Task instructions: Quote every line of the items below word for word, omitting the pictures.

Records provided:
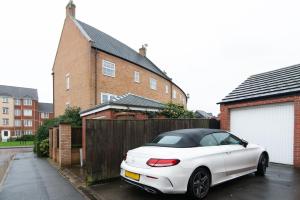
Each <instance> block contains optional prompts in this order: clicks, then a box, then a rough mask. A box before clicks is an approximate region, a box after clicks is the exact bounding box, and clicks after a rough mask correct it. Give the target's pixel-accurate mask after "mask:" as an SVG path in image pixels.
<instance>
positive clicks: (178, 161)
mask: <svg viewBox="0 0 300 200" xmlns="http://www.w3.org/2000/svg"><path fill="white" fill-rule="evenodd" d="M179 162H180V160H178V159H157V158H150V159H149V160H148V161H147V165H149V166H150V167H170V166H174V165H177V164H178V163H179Z"/></svg>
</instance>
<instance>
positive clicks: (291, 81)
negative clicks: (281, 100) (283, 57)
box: [220, 65, 300, 103]
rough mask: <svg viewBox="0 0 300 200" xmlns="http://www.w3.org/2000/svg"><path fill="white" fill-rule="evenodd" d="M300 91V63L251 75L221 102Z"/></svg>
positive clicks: (232, 101) (248, 98) (227, 102)
mask: <svg viewBox="0 0 300 200" xmlns="http://www.w3.org/2000/svg"><path fill="white" fill-rule="evenodd" d="M295 92H300V65H293V66H290V67H285V68H281V69H277V70H273V71H269V72H265V73H261V74H256V75H253V76H250V77H249V78H248V79H247V80H246V81H244V82H243V83H242V84H241V85H239V86H238V87H237V88H236V89H234V90H233V91H232V92H231V93H229V94H228V95H227V96H226V97H225V98H224V99H222V101H221V102H220V103H230V102H235V101H242V100H250V99H256V98H262V97H270V96H277V95H283V94H290V93H295Z"/></svg>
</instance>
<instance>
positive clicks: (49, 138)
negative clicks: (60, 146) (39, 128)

Your solution:
Each <instance> block contains optional prompts in this order: clicks, then a box, then a rough mask. A box before clicks is an approximate region, a box after clicks is the exact bounding box, and clicks after a rough mask correct it. Give the target's pixel-accurate mask after "mask:" as an SVG path in image pixels.
<instance>
positive clicks: (178, 161)
mask: <svg viewBox="0 0 300 200" xmlns="http://www.w3.org/2000/svg"><path fill="white" fill-rule="evenodd" d="M179 162H180V160H178V159H157V158H150V159H149V160H148V161H147V165H149V166H150V167H170V166H174V165H177V164H178V163H179Z"/></svg>
</instance>
<instance>
positive clicks: (291, 81)
negative clicks: (281, 100) (283, 57)
box: [220, 65, 300, 103]
rough mask: <svg viewBox="0 0 300 200" xmlns="http://www.w3.org/2000/svg"><path fill="white" fill-rule="evenodd" d="M300 91V63L251 75L221 102Z"/></svg>
positive clicks: (232, 101) (248, 98) (227, 102)
mask: <svg viewBox="0 0 300 200" xmlns="http://www.w3.org/2000/svg"><path fill="white" fill-rule="evenodd" d="M295 92H300V65H293V66H290V67H285V68H281V69H277V70H273V71H269V72H265V73H261V74H256V75H253V76H250V77H249V78H248V79H247V80H246V81H244V82H243V83H242V84H241V85H239V86H238V87H237V88H236V89H234V90H233V91H232V92H231V93H229V94H228V95H227V96H226V97H225V98H224V99H222V101H221V102H220V103H230V102H235V101H242V100H250V99H256V98H262V97H270V96H277V95H283V94H290V93H295Z"/></svg>
</instance>
<instance>
positive clicks: (49, 138)
negative clicks: (60, 146) (39, 128)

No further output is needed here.